Supplied data:
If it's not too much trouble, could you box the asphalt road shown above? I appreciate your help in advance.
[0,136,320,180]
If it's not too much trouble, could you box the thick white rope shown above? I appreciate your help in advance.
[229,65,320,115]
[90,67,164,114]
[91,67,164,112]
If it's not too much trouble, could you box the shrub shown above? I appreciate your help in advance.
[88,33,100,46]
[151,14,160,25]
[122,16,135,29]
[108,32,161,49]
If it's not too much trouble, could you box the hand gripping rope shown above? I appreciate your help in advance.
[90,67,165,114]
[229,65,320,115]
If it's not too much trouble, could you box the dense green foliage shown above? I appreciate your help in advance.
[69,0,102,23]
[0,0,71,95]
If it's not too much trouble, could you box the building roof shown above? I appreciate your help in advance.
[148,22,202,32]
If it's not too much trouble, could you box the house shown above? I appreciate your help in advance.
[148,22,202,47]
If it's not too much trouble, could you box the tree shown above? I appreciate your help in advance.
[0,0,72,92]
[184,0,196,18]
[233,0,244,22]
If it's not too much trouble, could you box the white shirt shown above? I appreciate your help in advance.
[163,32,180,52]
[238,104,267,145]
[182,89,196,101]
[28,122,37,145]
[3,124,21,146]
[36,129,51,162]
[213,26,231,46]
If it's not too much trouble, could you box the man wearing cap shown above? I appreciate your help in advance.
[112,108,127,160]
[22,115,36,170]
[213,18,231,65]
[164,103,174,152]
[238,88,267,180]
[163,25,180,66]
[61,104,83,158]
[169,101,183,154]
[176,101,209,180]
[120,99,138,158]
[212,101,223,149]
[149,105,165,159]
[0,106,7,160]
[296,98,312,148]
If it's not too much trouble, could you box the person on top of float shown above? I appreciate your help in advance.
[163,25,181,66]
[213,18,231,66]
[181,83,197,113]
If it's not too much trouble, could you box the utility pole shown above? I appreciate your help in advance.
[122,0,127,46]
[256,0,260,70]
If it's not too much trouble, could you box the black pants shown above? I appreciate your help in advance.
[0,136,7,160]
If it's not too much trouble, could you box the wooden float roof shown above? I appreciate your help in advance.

Stated goal:
Collect every line of the records that contains the string "roof", copying each such line in full. Letter case must match.

Exercise response:
If it's not too much trouble, could you box the building roof shown above? I appreciate your help in advance.
If it's not too much trouble, could you box the wooden float roof shown above? I appreciate your help in advance.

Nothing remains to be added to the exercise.